• Extract:
==*==

Matthew Chapter 6.9-13: The Lord’s Prayer

This was intended to be part of the previous post. I don’t like to have too many short posts because I believe it may have an adverse affect on the continuity. However, this grew to be much larger than I had anticipated, so I decided to make it a stand-alone topic. Hope that works for most of you.

10 ἐλθέτω βασιλείασου, γενηθήτω τὸ θέλημά σου, ὡς ἐν οὐρανῷ καὶ ἐπὶ γῆς.

1Τὸν ἄρτον ἡμῶν τὸν ἐπιούσιον δὸς ἡμῖν σήμερον:

12 καὶ ἄφες ἡμῖν τὰ ὀφειλήματα ἡμῶν, ὡς καὶ ἡμεῖς ἀφήκαμεν τοῖς ὀφειλέταις ἡμῶν:

13 καὶ μὴ εἰσενέγκῃς ἡμᾶς εἰς πειρασμόν, ἀλλὰ ῥῦσαι ἡμᾶς ἀπὸ τοῦ πονηροῦ.

So pray like this:

Our father in the heavens, let your name be holy. Let your kingdom come. Let your will become as in heaven also on earth (let it be the same on earth as in heaven). Our bread of existence give us today. And take away our debts, as we take away the debts owed to us. And do not lead us into temptation, but draw us away from wickedness.

Of course, this is the Lord’s Prayer, or the Our Father, or the Pater Noster, or even the paternoster. If you glance down at the Latin, you will see that the first two words are, indeed, Pater noster, which translates directly as “our father”. It is very important to realize, or remember, or bear in mind that this did not occur in Mark. That means that if this can be attributable to Jesus, it had to be transmitted either via Q, or via oral tradition that circumvented Mark. It also bears mention that the version in Luke is significantly shorter, and leaves out many clauses, such as “who is in the heavens”. This has led to the inference that Luke’s version is more “primitive”, which leads to the further inference that Luke’s version is more like the version that was in Q. This is “true” because the version in Q was older, so it had to be shorter, because the shorter version is, necessarily, more primitive. Notice that the logic in the first part of that seems eminently reasonable; but once you try to go backwards, to the inference that shorter, necessarily, is more primitive, some of the force seems to leak out, like air from a football (of whichever variety). I fully admit that shorter = more primitive is generally the way that it goes. I have been saying all along that legends and stories grow with time, rather than shrink. As an example, I have cited the Arthur legend many times because that is exactly what happened.

But, while true in most instances, it is not always true, and not necessarily true under all circumstances. I’m not really going anywhere with that–for the moment–but I do want to point this out. The arguments for Q rely to some degree on extending logical implications where perhaps they should not always be extended. It is the statistical fallacy: because something is true 90, or even 99% of the time, there are times when it is not true. In informal logic, this is known as as the fallacy of composition: what is true of the parts is not necessarily true of the whole. This is the “logic” of racism. One member of a group is bad, so all are.

==*==

• Goal of the exercise:
Answer these questions from the post on the Lord's Prayer:
1. Why was this made a stand-alone topic instead of part of the previous post?
2. In which Gospel does the post say the prayer did not occur?
3. Which legend has the writer often cited as an example of stories growing over time?

• Data section:
==*==

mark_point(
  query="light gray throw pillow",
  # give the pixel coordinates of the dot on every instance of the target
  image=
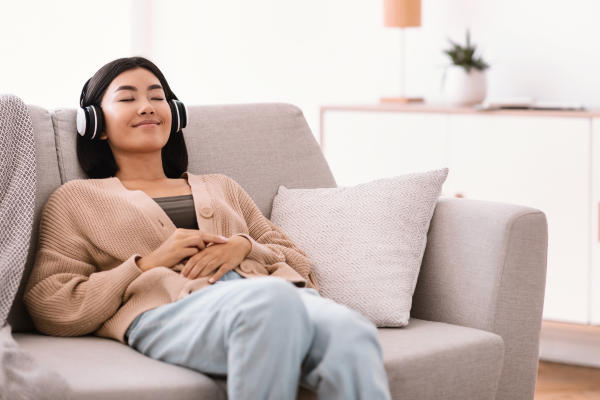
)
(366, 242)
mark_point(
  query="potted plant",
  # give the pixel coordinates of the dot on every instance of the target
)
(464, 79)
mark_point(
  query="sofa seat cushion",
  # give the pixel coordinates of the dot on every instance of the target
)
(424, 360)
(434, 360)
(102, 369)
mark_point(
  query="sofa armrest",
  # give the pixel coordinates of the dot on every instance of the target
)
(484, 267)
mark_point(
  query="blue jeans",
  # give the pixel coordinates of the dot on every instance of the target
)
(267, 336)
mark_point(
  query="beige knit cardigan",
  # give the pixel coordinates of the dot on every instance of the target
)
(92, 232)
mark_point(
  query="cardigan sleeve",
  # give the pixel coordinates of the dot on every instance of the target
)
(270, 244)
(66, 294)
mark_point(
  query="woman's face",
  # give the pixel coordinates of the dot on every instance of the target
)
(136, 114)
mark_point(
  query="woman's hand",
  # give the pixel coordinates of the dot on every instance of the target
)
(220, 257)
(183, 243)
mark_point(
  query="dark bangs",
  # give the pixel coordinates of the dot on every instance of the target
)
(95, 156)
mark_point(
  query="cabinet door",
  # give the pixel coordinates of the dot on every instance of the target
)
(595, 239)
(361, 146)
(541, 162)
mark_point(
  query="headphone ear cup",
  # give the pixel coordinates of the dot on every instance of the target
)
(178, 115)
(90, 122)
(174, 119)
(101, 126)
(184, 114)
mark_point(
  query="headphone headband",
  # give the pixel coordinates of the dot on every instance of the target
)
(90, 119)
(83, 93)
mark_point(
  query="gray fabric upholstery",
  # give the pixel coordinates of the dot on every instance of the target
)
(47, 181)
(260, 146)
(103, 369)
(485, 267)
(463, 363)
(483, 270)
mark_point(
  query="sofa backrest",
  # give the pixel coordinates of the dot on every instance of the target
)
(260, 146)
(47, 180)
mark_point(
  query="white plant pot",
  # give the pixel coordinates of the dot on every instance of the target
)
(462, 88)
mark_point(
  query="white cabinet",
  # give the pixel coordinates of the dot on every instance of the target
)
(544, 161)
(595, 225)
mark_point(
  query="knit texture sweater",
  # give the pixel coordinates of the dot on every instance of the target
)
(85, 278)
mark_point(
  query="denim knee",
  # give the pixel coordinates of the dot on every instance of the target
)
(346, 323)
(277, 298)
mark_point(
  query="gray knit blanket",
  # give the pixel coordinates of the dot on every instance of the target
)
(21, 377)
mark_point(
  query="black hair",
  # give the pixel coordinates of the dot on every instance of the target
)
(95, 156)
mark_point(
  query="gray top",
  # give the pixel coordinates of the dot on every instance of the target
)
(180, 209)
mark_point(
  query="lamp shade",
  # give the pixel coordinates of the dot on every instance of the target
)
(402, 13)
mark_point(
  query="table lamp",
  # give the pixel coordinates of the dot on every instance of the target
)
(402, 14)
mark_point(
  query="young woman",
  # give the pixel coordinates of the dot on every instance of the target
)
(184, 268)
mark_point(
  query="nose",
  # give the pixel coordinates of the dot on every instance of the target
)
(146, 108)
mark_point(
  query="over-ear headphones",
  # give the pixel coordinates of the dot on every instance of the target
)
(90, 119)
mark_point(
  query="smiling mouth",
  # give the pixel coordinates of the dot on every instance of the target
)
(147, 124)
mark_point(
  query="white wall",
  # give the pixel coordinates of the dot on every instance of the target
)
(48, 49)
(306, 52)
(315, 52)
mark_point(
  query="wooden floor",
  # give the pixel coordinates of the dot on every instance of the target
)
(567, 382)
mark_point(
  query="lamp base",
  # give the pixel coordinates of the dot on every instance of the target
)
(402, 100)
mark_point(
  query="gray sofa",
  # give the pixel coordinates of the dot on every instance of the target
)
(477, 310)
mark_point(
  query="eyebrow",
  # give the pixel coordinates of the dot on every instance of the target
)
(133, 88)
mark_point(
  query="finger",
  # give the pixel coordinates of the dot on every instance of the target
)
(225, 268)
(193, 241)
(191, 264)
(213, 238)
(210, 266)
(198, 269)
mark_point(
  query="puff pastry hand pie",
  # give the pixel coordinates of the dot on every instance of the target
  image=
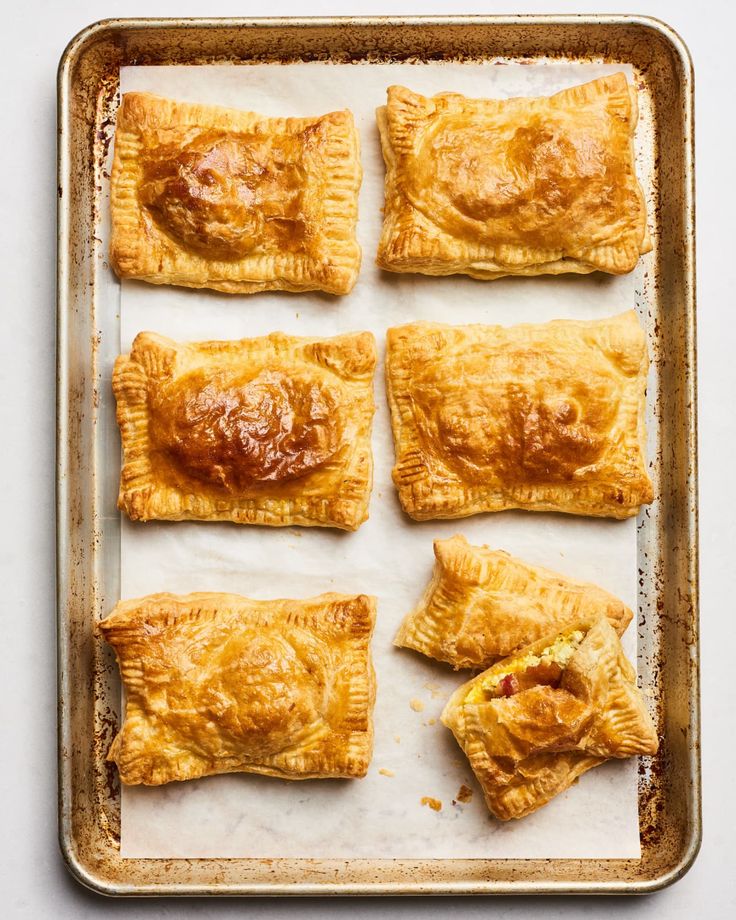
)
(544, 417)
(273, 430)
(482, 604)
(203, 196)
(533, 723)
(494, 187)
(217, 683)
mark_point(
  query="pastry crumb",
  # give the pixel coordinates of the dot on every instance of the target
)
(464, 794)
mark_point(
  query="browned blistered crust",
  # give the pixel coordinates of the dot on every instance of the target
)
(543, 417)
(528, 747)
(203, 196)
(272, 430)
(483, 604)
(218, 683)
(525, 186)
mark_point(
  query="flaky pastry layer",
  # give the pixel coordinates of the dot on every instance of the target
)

==*==

• Response below:
1. It grew much larger than anticipated.
2. Mark.
3. The Arthur legend.